### Written request
In the lines below, find every one that contains the string "yellow" and report each of those lines in full. Match the letter case exactly.

### Records from a collection
-- Begin --

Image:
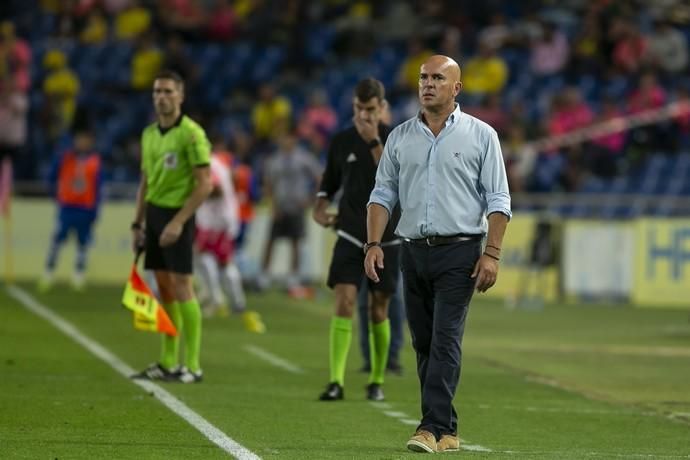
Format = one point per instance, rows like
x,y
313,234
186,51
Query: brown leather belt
x,y
440,240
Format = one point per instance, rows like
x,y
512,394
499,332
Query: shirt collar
x,y
452,118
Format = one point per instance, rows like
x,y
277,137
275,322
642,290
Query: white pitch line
x,y
273,359
212,433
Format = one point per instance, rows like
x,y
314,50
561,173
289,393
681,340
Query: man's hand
x,y
485,272
138,239
325,219
367,129
372,261
171,233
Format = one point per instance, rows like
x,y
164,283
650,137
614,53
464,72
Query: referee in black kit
x,y
352,161
446,169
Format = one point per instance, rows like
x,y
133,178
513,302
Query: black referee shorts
x,y
347,267
176,258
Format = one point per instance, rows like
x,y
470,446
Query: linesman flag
x,y
149,315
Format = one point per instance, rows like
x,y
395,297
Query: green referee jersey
x,y
168,158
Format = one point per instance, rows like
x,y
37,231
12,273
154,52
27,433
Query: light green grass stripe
x,y
178,407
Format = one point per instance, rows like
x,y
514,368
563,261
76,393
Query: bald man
x,y
446,170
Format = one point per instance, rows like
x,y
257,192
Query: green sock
x,y
191,315
340,338
171,345
379,342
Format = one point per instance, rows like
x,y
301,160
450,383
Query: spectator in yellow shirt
x,y
408,74
60,88
132,22
485,73
146,63
271,115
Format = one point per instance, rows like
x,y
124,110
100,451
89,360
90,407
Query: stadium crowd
x,y
260,70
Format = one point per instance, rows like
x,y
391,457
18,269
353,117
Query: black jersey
x,y
350,165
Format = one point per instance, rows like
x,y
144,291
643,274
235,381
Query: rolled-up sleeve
x,y
385,192
494,180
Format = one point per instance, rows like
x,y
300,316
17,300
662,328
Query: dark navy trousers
x,y
437,290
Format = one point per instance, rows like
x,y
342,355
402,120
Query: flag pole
x,y
6,212
9,261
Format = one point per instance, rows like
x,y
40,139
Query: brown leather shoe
x,y
448,443
423,441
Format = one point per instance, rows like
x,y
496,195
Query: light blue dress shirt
x,y
446,185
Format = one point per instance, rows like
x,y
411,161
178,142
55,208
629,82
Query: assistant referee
x,y
353,157
175,180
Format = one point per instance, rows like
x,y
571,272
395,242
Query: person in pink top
x,y
605,151
15,58
649,95
569,113
549,53
317,121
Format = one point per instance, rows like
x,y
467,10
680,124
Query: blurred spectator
x,y
132,21
451,43
147,61
586,55
569,112
485,73
290,178
115,6
14,106
178,60
550,52
519,159
496,33
648,95
398,23
60,90
223,23
95,28
630,48
408,74
317,121
668,48
186,17
15,58
605,151
271,114
491,112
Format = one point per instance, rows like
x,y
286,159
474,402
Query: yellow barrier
x,y
514,278
662,264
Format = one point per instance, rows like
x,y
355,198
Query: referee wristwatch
x,y
374,143
370,245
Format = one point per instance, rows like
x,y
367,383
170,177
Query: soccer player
x,y
351,164
175,181
76,179
218,223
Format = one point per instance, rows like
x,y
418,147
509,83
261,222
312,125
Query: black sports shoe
x,y
374,392
184,375
334,392
394,367
157,372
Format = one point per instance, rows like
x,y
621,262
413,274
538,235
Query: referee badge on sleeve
x,y
170,160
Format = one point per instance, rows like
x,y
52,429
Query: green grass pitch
x,y
567,382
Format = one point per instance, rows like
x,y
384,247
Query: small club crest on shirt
x,y
170,160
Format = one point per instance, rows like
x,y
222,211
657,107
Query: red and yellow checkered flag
x,y
149,314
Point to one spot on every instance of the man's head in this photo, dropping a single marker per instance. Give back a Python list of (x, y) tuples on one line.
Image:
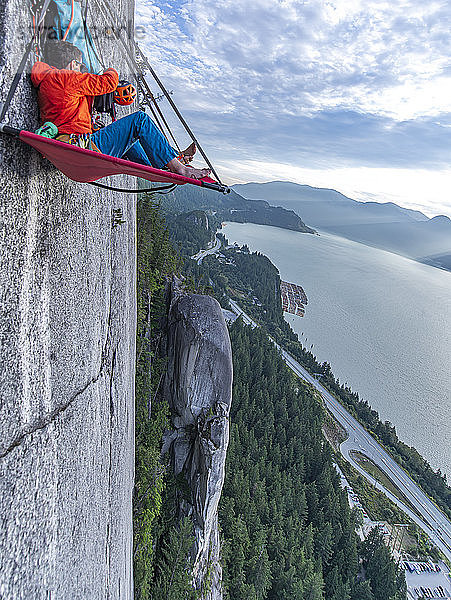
[(64, 55)]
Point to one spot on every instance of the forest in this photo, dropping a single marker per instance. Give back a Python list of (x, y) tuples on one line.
[(254, 274), (288, 529)]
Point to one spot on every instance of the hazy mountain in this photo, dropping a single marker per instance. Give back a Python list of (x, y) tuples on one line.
[(384, 225), (321, 207)]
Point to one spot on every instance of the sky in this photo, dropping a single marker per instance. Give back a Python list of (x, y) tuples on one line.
[(353, 95)]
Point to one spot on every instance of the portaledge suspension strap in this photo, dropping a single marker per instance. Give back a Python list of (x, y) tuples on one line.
[(105, 8)]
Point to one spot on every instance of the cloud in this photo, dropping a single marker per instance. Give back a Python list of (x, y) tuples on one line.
[(318, 83)]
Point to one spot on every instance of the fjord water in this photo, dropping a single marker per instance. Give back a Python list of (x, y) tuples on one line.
[(382, 321)]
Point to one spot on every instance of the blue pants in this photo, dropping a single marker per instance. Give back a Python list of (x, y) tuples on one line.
[(137, 138)]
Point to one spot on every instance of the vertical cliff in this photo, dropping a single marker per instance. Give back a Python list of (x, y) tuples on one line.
[(198, 387), (67, 350)]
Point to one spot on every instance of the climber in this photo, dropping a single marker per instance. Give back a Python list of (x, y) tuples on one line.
[(65, 96)]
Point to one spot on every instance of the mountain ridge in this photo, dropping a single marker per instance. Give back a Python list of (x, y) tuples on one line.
[(383, 225)]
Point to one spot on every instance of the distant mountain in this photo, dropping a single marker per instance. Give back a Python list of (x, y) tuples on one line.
[(233, 207), (320, 206), (384, 225)]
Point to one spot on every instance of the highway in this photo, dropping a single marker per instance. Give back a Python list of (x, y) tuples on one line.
[(432, 521)]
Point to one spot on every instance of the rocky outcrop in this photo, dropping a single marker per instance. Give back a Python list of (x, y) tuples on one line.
[(198, 388), (67, 330)]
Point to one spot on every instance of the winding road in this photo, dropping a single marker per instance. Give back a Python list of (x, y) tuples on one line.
[(432, 520)]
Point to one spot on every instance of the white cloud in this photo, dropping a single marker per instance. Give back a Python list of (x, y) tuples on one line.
[(239, 67), (415, 189)]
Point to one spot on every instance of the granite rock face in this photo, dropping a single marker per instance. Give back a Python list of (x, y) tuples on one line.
[(67, 347), (198, 387)]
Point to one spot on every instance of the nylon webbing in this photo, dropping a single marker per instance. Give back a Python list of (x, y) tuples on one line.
[(160, 190)]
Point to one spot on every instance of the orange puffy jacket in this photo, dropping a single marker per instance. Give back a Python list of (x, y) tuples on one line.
[(65, 97)]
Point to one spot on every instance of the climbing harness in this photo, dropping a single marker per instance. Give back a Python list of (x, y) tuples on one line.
[(125, 93)]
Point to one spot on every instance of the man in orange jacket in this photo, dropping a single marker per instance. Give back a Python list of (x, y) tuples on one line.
[(65, 96)]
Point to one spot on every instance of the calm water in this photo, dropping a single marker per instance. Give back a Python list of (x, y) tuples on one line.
[(382, 321)]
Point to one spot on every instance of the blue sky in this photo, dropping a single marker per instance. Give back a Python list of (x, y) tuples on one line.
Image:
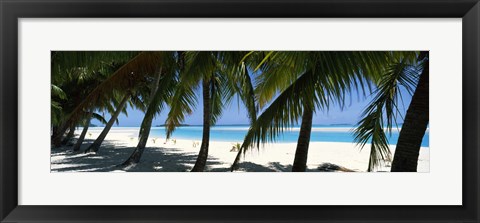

-- End --

### Problem solution
Query: spectator in yellow shirt
Query: yellow barrier
Query: red and yellow checkered flag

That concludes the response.